## TASK DIRECTIONS
Write back every entry exactly as it reads, with the pictures left behind.
◆ ◆ ◆ ◆ ◆
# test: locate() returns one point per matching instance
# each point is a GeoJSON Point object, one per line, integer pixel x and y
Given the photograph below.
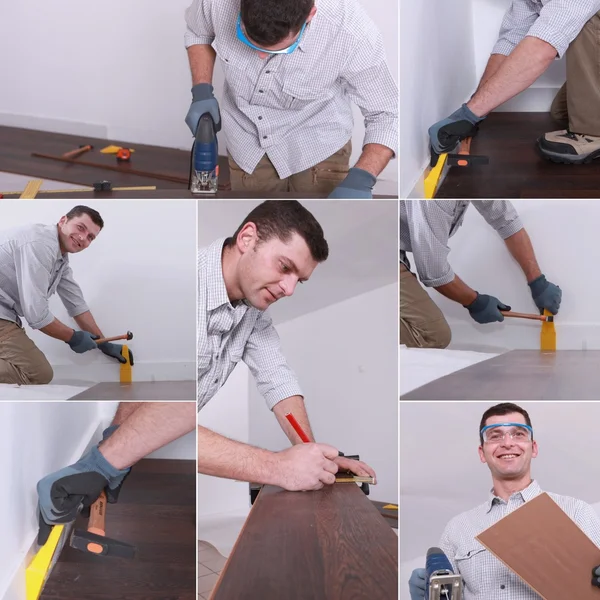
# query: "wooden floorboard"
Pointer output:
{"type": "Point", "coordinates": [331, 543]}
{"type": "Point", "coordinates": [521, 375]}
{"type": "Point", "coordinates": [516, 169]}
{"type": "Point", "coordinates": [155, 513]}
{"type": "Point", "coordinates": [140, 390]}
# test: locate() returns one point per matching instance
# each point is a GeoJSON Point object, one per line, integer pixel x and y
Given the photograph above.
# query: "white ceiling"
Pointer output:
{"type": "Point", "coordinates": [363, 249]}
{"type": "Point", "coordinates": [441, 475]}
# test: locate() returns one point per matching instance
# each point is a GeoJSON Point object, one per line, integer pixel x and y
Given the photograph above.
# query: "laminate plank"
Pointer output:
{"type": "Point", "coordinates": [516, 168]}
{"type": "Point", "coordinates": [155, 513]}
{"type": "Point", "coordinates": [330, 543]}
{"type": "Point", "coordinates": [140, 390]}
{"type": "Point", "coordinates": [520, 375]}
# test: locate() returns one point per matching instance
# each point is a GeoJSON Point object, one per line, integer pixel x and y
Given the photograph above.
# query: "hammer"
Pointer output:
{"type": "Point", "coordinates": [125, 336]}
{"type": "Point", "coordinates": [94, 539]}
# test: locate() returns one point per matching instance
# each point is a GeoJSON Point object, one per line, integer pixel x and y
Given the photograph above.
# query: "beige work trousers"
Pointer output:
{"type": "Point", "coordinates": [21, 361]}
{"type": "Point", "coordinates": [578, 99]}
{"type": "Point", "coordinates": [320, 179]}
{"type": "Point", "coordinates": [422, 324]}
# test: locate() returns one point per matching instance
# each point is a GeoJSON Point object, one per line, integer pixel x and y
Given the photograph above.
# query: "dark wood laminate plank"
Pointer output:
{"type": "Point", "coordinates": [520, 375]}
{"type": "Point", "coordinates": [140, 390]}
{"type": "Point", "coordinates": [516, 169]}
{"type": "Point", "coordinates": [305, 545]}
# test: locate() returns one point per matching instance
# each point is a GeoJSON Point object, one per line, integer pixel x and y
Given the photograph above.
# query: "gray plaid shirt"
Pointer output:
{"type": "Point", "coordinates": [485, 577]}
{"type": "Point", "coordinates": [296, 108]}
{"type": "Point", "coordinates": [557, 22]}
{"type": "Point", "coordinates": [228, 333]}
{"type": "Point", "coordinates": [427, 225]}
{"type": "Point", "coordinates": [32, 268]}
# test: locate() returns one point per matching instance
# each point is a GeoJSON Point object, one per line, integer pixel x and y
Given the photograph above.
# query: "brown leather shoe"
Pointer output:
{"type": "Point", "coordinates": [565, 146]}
◆ ◆ ◆ ◆ ◆
## WORKED SOLUTION
# test: locate() returns one point per matching instance
# each point is a GeoJSON Point object, one per line, integer pixel x and y
Given the photograph below.
# query: "wooden floorboard"
Pointer output:
{"type": "Point", "coordinates": [331, 543]}
{"type": "Point", "coordinates": [521, 375]}
{"type": "Point", "coordinates": [516, 169]}
{"type": "Point", "coordinates": [155, 513]}
{"type": "Point", "coordinates": [140, 390]}
# test: locate() returns one point per matching instance
# each point is a GeoJSON Point object, one per line, integer pixel x and y
Given the photograph above.
# query: "white ceiling"
Pointer output:
{"type": "Point", "coordinates": [363, 249]}
{"type": "Point", "coordinates": [441, 475]}
# test: locate() returns one point per matching instance
# each point is a GeoJSON Point object, one per line, integer pixel x and y
Given the photograph above.
# query: "laminate plank"
Pointer output:
{"type": "Point", "coordinates": [516, 168]}
{"type": "Point", "coordinates": [155, 513]}
{"type": "Point", "coordinates": [330, 543]}
{"type": "Point", "coordinates": [140, 390]}
{"type": "Point", "coordinates": [520, 375]}
# test: locate() returns one point per matching instance
# each point is a GeoJSON Point object, one per line, integer pixel x and y
Given the photograph above.
# query: "hammer"
Pointer output:
{"type": "Point", "coordinates": [125, 336]}
{"type": "Point", "coordinates": [94, 539]}
# test: locate() returns one point per matching instance
# each point is a GeoJSON Point object, one per line, integer pixel x and y
Given the photograph above.
# query: "beige work trousers"
Pointer output:
{"type": "Point", "coordinates": [21, 361]}
{"type": "Point", "coordinates": [578, 99]}
{"type": "Point", "coordinates": [320, 179]}
{"type": "Point", "coordinates": [422, 324]}
# test: locate() returns one point per matching instance
# each point is a GeoJSON Point object, one per line, integer pixel x and y
Given the photograph above.
# query: "dark wood laminate plank"
Pointer output:
{"type": "Point", "coordinates": [520, 375]}
{"type": "Point", "coordinates": [140, 390]}
{"type": "Point", "coordinates": [516, 169]}
{"type": "Point", "coordinates": [305, 545]}
# test: locate() returns one point per matching instance
# each point is a GeoJSON Point object, one per line, integer pixel x and y
Given the photograph above.
# query: "gray plaid shirt"
Pointer output:
{"type": "Point", "coordinates": [485, 577]}
{"type": "Point", "coordinates": [296, 108]}
{"type": "Point", "coordinates": [557, 22]}
{"type": "Point", "coordinates": [228, 333]}
{"type": "Point", "coordinates": [427, 225]}
{"type": "Point", "coordinates": [32, 268]}
# test: locate() returns one point per matching instance
# each point is a GeoJSON Point object, one per line, integer pixel x and y
Given the photograph above.
# query: "brown leather shoe"
Pointer output:
{"type": "Point", "coordinates": [565, 146]}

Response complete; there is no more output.